### Problem statement
Where the line with "the woman's shoulder" appears below, start writing out lines exactly, and finish with the line with "of the young", which is included; write out nothing else.

### Supplied data
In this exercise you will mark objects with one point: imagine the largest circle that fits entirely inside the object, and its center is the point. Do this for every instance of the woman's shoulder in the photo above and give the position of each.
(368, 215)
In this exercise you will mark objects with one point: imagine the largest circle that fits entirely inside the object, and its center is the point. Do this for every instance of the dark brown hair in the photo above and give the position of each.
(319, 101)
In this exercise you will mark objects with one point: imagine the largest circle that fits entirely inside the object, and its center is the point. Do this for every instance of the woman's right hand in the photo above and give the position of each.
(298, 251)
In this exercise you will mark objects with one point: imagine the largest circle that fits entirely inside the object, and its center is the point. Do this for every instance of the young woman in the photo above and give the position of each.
---
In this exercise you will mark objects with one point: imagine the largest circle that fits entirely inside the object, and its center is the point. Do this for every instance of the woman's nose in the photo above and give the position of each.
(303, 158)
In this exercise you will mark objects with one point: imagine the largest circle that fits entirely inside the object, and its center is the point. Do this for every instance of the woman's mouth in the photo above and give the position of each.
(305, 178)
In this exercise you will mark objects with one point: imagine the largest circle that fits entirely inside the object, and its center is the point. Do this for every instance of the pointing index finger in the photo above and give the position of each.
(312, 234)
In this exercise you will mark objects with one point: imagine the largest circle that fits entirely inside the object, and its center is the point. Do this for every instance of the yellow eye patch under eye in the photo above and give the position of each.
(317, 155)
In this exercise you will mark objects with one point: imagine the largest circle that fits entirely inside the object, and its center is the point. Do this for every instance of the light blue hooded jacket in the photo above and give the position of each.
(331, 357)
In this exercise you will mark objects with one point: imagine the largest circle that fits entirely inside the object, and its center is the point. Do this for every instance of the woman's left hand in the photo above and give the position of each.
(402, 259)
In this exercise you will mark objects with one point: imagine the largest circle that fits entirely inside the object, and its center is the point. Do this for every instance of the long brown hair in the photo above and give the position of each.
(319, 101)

### Reply
In this exercise you will mark objects with one point: imagine the largest circle that fits entirely inside the object, and its center is the point. Do this for every instance of the woman's shoulder in the photo above and give the position of each.
(368, 215)
In this exercise you will mark objects with one point: imagine the largest circle that fits entirely inside the object, and its center is the point. Do this for every instance of the dark brown hair in the photo above and give the position of each.
(319, 101)
In this exercise you will mark objects with one point: imagine the largest circle that fits entirely inside the object, and its center is the point. Do this for every instance of the woman's right hand in the photo above and give the position of each.
(298, 251)
In this exercise you will mark objects with one point: imagine the largest circle that fits entirely inside the object, and its center is the point. Do this for every instance of the young woman in the photo above and give the position of each.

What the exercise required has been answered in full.